● **課題の目的**:
以下の日誌の抜粋を読み、次の問いに答えてください。
1. この日、書き手の仕事はどうでしたか。
2. 書き手が朝に観た映画の監督は誰ですか。
3. 書き手が図書館で借りてきた本は何ですか。

● **出典の抜粋**:
跳舞猫日録

Life goes on brah!

秋の日誌6

今日はぼくは仕事が休みでした。朝、時間があったので御法川修監督の映画『すーちゃん まいちゃん さわ子さん』という映画を観ました。興味深い映画だと思いました。それで、映画について考えている内にふと昔読んだアランの『幸福論』を読み返したくなりました(なぜ『幸福論』? と思われるかもしれません。これについては機会がめぐってきたら書きます)。早速図書館に行き借りてきたのですが、どうやら以前に読んだ時は無理をしていたのか全然内容を覚えていませんでした。まあ、よくあることです。ですがアラン『幸福論』は面白い。今回読んでいて、こんなところが目に留まりました。長くなりますが引用してみます。

● **データ行**:
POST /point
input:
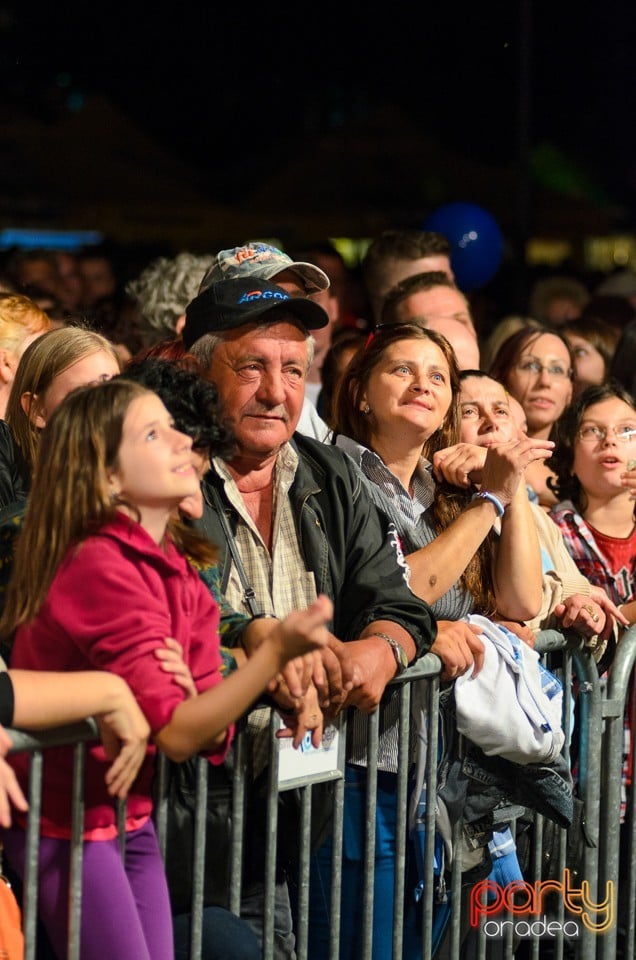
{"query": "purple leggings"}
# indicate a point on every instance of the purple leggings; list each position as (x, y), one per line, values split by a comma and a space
(125, 906)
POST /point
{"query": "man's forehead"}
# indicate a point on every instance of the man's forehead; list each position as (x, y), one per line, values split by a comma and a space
(439, 299)
(484, 389)
(252, 338)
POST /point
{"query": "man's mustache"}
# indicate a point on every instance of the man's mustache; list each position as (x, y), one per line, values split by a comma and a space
(260, 410)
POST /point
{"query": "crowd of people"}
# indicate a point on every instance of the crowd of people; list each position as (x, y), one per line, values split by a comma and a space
(253, 474)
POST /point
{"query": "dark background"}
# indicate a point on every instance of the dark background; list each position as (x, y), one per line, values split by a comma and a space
(200, 126)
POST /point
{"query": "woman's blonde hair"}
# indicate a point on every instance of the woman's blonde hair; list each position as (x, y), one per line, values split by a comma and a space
(71, 497)
(42, 361)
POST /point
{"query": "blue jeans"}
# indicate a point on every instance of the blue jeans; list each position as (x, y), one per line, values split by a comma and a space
(224, 937)
(353, 873)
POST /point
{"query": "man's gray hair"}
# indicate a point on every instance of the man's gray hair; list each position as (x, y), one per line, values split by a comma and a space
(165, 288)
(205, 346)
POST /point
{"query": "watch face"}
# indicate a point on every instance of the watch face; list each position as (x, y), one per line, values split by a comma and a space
(402, 657)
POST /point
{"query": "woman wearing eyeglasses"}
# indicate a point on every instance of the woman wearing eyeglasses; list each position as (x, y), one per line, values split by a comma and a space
(595, 482)
(536, 367)
(595, 467)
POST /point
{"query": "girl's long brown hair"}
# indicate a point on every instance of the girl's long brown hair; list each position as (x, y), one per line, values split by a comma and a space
(449, 501)
(70, 497)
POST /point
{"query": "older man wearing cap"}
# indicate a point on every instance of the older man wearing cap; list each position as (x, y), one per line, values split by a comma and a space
(266, 262)
(299, 516)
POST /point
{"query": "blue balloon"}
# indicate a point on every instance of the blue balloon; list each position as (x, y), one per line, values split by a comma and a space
(476, 242)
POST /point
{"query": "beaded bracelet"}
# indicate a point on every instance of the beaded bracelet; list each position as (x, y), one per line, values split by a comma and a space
(496, 502)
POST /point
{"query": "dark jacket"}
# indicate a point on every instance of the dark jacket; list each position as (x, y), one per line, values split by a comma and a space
(351, 548)
(15, 478)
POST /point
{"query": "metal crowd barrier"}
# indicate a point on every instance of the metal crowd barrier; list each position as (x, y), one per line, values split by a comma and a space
(607, 864)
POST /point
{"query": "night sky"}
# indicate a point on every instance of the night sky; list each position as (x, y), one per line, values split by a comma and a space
(236, 88)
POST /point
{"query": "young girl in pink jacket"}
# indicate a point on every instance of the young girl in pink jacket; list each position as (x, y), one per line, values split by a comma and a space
(100, 579)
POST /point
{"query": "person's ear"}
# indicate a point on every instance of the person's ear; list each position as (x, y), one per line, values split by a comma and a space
(114, 485)
(30, 403)
(7, 366)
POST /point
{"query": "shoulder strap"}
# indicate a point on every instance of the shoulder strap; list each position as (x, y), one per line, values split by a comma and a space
(248, 591)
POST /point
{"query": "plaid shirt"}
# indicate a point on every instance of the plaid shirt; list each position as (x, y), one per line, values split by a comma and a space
(598, 563)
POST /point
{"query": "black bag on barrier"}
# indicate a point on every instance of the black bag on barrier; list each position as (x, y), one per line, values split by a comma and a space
(181, 800)
(181, 804)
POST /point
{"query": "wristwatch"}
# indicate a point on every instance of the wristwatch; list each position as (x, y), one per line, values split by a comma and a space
(399, 653)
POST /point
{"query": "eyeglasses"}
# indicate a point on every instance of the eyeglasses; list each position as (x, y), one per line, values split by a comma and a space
(592, 433)
(535, 367)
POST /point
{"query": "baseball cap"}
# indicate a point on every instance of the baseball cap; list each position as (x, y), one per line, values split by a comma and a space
(232, 303)
(263, 261)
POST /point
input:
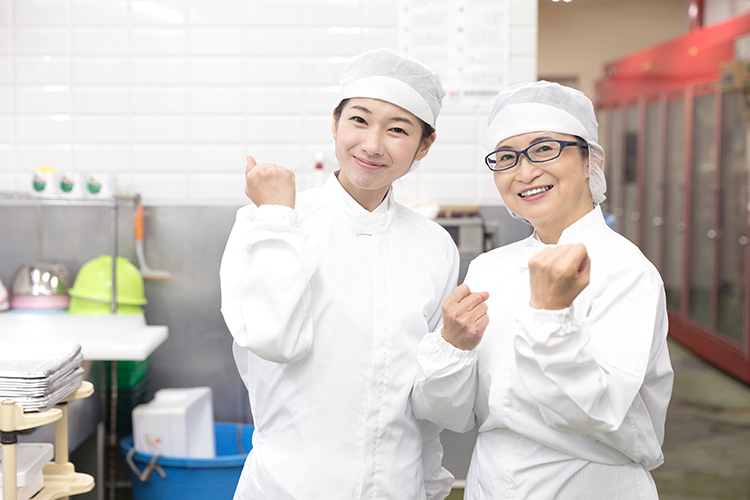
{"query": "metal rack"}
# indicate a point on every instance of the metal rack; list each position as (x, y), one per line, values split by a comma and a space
(113, 203)
(60, 477)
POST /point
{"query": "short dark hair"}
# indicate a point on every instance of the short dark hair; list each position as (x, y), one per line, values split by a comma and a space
(427, 129)
(584, 149)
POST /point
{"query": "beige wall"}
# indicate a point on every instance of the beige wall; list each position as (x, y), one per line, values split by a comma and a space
(576, 39)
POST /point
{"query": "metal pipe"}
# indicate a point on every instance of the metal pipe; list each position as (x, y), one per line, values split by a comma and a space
(695, 14)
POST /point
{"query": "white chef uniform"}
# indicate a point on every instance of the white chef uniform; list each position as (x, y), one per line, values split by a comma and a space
(570, 404)
(327, 304)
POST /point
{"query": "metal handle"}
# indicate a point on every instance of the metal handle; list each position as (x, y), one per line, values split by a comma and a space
(151, 467)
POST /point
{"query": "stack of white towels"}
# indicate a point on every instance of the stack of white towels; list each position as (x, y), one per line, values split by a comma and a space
(38, 376)
(4, 298)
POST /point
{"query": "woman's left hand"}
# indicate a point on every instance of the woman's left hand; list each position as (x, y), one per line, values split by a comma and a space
(558, 274)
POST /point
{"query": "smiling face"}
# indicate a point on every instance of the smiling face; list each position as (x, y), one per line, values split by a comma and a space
(376, 143)
(551, 195)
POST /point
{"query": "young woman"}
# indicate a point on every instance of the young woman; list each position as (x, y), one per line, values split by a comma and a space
(555, 346)
(327, 294)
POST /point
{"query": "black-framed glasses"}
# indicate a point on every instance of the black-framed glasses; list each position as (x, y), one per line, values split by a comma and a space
(504, 159)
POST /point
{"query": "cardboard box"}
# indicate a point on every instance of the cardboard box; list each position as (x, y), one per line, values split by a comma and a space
(735, 75)
(176, 423)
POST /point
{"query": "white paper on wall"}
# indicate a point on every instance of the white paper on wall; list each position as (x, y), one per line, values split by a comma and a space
(465, 41)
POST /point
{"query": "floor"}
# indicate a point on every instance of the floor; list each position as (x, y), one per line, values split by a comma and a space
(707, 441)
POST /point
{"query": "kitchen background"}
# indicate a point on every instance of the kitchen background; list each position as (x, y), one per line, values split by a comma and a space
(166, 98)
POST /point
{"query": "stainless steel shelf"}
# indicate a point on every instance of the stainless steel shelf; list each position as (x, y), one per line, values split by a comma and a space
(20, 199)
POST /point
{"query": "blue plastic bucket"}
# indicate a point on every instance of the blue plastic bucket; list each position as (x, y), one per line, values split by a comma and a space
(195, 478)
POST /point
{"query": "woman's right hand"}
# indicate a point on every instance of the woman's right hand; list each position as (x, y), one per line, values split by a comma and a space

● **最終結果**:
1. 休みでした。
2. 御法川修監督です。
3. アランの『幸福論』です。